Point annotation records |

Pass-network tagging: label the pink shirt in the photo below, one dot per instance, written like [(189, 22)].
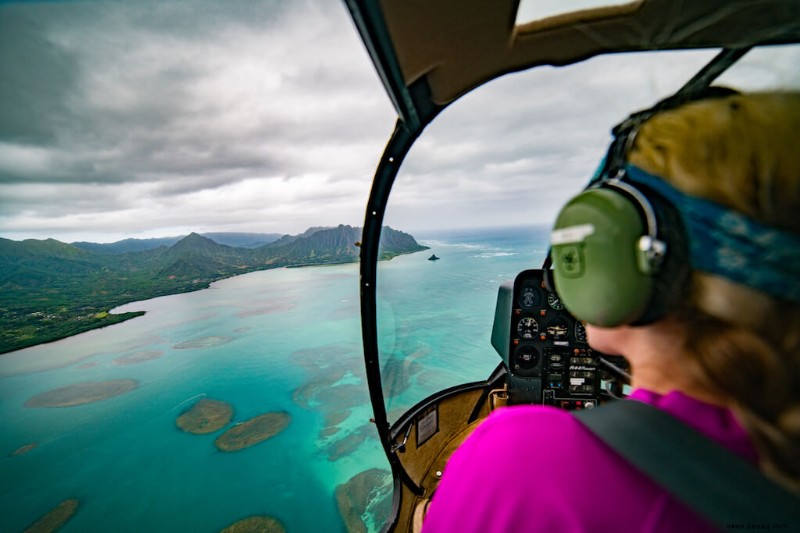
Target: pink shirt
[(535, 468)]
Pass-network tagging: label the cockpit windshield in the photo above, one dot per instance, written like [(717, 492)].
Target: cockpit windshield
[(481, 188)]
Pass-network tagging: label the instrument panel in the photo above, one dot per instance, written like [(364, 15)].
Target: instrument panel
[(545, 348)]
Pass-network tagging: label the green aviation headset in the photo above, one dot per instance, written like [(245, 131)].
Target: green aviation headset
[(619, 250)]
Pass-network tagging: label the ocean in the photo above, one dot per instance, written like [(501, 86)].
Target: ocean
[(285, 340)]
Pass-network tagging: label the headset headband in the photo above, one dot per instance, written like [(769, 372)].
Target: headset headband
[(729, 244)]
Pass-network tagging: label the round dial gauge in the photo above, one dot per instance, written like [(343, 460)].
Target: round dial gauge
[(558, 330), (580, 331), (528, 298), (554, 301), (527, 328), (526, 358)]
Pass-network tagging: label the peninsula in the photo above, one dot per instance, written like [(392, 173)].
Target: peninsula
[(50, 290)]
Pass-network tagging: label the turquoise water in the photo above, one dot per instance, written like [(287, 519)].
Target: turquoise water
[(279, 340)]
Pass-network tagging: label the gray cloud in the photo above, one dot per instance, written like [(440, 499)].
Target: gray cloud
[(145, 118)]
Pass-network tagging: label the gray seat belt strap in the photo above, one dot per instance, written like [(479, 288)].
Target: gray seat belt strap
[(714, 482)]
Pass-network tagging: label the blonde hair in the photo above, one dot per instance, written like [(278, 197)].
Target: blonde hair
[(740, 151)]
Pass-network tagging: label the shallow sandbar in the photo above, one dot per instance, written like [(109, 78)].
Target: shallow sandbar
[(55, 518), (255, 524), (203, 342), (81, 393), (253, 431), (206, 416)]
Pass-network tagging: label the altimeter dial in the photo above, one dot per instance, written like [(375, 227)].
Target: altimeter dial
[(527, 328)]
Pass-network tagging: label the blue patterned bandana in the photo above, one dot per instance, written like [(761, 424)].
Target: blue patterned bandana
[(731, 245)]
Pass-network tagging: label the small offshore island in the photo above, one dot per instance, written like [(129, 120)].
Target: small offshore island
[(52, 290)]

GIVEN EXERCISE |
Rewrite the data from the line with "Pass-network tagging: label the instrument" to the line with "[(619, 250)]", substituting "pilot headset" for "green aviation headset" and leaving everything else unchanged.

THE RESULT |
Pass-network tagging: label the instrument panel in the photo above, one dot per instance, written like [(364, 15)].
Target: instrument panel
[(545, 348)]
Pass-network tagging: label the pilot headset in the photo above, one dot per instance, written like [(245, 131)].
Target: pilot headset
[(619, 250)]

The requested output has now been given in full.